Polls showed widespread public opposition to the plan—the biggest federal intervention in financial markets since the Great Depression of the 1930s—and many Republicans saw such an enormous set-aside of taxpayer money as an unnecessary intrusion into free markets. Of the 19 most-endangered House incumbents, 13 voted no.
"This is one of those scenarios where nobody really wanted to do it," said House Republican Whip Roy Blunt of Missouri, who played a leading role in the final negotiations.
Such a roaring confluence of opposition could only have been overcome with strong party discipline and presidential power. But a weakened and unpopular President George W. Bush and lawmakers forced to weigh the vote against their political careers conspired against success.
Outside Congress, however, furious pressure built up against the bill in e-mail campaigns and on Internet Web sites. The Club for Growth, a conservative free-market oriented group, warned lawmakers that it would count a vote in favor of the legislation against lawmakers seeking the group's support. The Club for Growth is viewed with apprehension by many Republicans because it has been known to support challengers running against party incumbents in primary contests.

ROWS:
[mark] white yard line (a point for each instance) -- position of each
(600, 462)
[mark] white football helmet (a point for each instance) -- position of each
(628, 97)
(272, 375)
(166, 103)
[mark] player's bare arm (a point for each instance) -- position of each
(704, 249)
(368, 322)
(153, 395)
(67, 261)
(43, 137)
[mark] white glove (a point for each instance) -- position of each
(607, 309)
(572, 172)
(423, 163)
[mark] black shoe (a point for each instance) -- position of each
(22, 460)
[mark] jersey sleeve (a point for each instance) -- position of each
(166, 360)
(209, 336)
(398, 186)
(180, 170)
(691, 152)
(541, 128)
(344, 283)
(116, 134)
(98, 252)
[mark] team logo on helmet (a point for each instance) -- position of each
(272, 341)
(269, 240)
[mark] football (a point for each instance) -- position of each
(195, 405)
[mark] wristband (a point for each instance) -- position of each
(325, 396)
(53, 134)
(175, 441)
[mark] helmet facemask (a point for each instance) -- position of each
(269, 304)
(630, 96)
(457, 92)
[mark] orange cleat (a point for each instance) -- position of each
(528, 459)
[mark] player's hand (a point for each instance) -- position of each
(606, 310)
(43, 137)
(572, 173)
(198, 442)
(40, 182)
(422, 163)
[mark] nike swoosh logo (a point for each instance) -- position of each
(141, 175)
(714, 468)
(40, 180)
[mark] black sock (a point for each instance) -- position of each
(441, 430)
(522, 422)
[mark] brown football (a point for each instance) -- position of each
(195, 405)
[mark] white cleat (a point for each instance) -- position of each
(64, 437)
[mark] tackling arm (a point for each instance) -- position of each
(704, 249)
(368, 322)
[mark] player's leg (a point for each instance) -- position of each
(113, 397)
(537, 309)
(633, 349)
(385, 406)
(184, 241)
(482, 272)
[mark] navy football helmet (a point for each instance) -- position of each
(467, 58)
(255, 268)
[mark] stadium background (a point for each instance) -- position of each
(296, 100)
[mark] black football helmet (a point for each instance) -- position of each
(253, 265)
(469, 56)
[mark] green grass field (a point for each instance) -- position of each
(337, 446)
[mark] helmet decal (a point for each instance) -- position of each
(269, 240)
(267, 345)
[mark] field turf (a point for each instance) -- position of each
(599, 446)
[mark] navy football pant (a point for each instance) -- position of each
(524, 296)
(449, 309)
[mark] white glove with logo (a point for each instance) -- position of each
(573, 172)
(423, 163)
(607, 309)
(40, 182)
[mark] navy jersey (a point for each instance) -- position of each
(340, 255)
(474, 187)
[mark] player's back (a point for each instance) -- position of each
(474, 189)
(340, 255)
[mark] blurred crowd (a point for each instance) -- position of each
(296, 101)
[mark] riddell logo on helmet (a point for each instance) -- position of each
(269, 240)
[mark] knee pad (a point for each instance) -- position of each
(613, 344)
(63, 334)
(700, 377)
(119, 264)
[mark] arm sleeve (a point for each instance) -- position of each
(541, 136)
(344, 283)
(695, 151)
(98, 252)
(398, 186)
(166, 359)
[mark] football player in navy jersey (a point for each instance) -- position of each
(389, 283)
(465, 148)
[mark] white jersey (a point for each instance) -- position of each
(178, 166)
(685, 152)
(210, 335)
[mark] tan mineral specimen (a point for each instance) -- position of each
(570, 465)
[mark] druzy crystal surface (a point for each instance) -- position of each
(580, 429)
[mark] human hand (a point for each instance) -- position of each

TO BE DONE:
Will you print, word for word, the part of the bailout vote article that begins at the words "Such a roaring" and stops after "in primary contests."? The listing is separate material and has no connection to the article on the bailout vote.

ANSWER BELOW:
Such a roaring confluence of opposition could only have been overcome with strong party discipline and presidential power. But a weakened and unpopular President George W. Bush and lawmakers forced to weigh the vote against their political careers conspired against success.
Outside Congress, however, furious pressure built up against the bill in e-mail campaigns and on Internet Web sites. The Club for Growth, a conservative free-market oriented group, warned lawmakers that it would count a vote in favor of the legislation against lawmakers seeking the group's support. The Club for Growth is viewed with apprehension by many Republicans because it has been known to support challengers running against party incumbents in primary contests.